> Exercise aim:
Please carry on the forum thread below about whether to hire a coach to gain size while staying lean, picking up after its final post.

> Text to read:
Start

Got to be natty im afraid mate


----------



## 3752 (Jan 7, 2005)

ash1981 said:


> I have pics...
> 
> I know that i need mass, and from the 1st of october once im back from my hols i will try to do that
> 
> ...


why do people think just because you are with a coach you are being spoon fed? of course you get instructions from the coach but a good coach goes through every detail allowing you to understand why and what you are doing its not being spoon fed it is learning from someone more experienced.

in saying that no coach will suddenly make you a monster as they have to work out what is best for you this may take a few months. if you just want to put on weight just to fill out then the best advice you can get is to eat more food


----------



## Ash1981 (Jun 16, 2009)

Pscarb said:


> why do people think just because you are with a coach you are being spoon fed? of course you get instructions from the coach but a good coach goes through every detail allowing you to understand why and what you are doing its not being spoon fed it is learning from someone more experienced.
> 
> in saying that no coach will suddenly make you a monster as they have to work out what is best for you this may take a few months. if you just want to put on weight just to fill out then the best advice you can get is to eat more food


Ok not spoon fed then but one of my biggest problems is swapping and changing from one routine to another and diet also, with a coach you do what they say and what they thinks best for you.

I am quite lean now and want to get bigger but would like to try and stay this lean


----------



## Ash1981 (Jun 16, 2009)

Bumpo for anyone


----------



## 3752 (Jan 7, 2005)

ash1981 said:


> Ok not spoon fed then but one of my biggest problems is swapping and changing from one routine to another and diet also, with a coach you do what they say and what they thinks best for you.
> 
> I am quite lean now and want to get bigger but would like to try and stay this lean


well if you are not achieving your goals now change seems the right thing to do but a good coach works with you not dictates to you......but that's by the by.....you want to get bigger yet maintain some leanness, then eat more quality calories and don't drop the cardio


----------



## Dagman72 (Apr 2, 2009)

if you have the money and feel you need guidance then get a coach. Remember it is yourself that needs to stick with it. Im trying to cut at the mo but if i need help i will ask (got a few people in mind). Like anything you get good and bad coaches.

End

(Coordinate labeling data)

Start

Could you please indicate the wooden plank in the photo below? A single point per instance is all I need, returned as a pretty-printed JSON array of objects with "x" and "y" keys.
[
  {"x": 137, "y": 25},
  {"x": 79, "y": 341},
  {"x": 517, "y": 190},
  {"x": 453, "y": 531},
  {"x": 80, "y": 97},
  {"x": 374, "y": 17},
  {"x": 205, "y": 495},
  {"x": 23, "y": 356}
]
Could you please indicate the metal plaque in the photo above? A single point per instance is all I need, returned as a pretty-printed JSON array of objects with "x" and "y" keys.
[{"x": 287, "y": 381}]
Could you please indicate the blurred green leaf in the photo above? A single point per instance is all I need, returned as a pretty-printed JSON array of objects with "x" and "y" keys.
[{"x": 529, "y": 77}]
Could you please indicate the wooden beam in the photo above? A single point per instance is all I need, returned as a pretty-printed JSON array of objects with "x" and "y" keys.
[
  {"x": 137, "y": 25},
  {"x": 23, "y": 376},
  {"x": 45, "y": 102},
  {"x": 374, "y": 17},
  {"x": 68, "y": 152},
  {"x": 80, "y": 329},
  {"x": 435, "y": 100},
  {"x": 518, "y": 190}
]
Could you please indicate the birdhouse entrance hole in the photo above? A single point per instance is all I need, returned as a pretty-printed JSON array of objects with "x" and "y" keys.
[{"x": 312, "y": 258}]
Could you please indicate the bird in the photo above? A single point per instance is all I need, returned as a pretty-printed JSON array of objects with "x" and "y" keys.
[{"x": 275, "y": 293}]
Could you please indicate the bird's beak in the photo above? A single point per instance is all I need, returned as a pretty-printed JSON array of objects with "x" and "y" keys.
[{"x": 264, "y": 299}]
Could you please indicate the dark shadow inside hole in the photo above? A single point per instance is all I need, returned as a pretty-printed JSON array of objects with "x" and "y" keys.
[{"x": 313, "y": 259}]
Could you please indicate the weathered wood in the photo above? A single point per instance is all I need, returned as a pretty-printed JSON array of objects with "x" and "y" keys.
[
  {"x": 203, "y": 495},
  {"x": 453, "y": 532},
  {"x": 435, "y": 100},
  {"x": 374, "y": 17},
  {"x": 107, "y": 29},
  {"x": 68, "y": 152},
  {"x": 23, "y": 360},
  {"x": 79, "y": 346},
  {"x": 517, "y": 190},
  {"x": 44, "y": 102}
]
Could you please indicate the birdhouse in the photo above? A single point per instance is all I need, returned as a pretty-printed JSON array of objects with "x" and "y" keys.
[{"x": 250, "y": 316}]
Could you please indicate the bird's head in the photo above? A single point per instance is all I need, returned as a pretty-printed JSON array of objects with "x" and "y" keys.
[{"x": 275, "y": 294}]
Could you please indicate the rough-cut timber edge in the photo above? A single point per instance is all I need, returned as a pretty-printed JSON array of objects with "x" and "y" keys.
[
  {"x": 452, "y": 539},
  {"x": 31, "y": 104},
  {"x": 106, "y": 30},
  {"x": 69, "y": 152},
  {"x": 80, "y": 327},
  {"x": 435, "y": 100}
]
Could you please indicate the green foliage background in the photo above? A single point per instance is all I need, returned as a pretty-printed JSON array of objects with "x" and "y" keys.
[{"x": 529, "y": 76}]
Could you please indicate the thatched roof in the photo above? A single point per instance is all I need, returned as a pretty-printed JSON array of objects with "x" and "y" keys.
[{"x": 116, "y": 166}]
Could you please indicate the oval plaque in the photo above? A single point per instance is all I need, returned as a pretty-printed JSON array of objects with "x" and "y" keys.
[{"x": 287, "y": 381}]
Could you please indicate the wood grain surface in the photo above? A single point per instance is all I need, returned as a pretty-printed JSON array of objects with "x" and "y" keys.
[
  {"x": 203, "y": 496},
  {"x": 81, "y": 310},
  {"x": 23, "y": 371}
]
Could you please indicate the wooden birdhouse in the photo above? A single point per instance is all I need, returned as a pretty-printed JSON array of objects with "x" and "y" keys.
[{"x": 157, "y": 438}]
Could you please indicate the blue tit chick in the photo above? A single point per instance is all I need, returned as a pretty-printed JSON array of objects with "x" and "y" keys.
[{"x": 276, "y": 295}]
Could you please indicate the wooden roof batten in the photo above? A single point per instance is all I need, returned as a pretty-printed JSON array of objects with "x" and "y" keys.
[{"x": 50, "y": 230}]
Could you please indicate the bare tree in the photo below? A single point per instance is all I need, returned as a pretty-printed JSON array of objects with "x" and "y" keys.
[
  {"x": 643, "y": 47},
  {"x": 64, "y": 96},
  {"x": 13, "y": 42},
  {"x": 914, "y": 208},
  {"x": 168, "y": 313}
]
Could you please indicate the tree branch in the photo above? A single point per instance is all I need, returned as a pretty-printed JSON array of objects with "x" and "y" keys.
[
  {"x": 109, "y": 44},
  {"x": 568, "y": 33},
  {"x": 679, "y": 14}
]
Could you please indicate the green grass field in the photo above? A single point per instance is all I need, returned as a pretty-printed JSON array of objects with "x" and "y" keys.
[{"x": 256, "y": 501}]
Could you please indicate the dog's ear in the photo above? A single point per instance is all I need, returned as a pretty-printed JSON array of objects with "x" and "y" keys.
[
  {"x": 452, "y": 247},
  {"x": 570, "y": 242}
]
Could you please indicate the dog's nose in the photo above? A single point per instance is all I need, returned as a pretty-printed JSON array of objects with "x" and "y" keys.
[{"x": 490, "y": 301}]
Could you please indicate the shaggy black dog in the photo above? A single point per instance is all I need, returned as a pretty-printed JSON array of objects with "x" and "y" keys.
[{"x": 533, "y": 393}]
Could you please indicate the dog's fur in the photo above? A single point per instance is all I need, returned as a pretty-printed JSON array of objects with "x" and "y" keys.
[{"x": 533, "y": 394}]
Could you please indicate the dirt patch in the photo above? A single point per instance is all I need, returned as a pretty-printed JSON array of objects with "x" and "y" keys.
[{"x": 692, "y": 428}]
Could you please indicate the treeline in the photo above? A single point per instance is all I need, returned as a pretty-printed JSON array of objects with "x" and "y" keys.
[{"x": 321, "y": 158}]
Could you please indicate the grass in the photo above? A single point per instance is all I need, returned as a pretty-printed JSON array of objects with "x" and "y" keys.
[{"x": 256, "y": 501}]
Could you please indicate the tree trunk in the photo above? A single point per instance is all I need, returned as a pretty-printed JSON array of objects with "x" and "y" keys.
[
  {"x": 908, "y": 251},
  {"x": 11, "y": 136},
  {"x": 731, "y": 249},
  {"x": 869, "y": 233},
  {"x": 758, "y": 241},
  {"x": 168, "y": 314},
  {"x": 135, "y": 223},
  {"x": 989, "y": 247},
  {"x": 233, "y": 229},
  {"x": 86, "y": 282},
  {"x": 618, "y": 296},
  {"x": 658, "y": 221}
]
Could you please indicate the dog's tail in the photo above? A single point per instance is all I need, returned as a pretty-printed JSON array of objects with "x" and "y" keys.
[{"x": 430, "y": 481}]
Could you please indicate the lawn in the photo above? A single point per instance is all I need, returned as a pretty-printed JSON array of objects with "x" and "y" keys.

End

> The response:
----------



## Ash1981 (Jun 16, 2009)

Yea and i have had a bad coach in the past which makes me wonder if its the way to go but like you said good and bad

i have a split lined up for post holiday and would certainly be the cheaper option


----------



## Dagman72 (Apr 2, 2009)

ash1981 said:


> Yea and i have had a bad coach in the past which makes me wonder if its the way to go but like you said good and bad
> 
> i have a split lined up for post holiday and would certainly be the cheaper option


Try on your own and see how you go, if your having problems then create a thread on here and if you want a coach then ask them what they offer etc.


----------



## stavmangr (Nov 25, 2008)

Well my opinion is:

are you going to get serious with bb meaning competitions,etc?? definitely you need a coach .

are you just training for the fun of it and you like bars,gym and way of healthy living ?? coach is a waste of money,bb training and grow and bber looking body it takes years of training ,with or without steroids.


----------



## zak007 (Nov 12, 2011)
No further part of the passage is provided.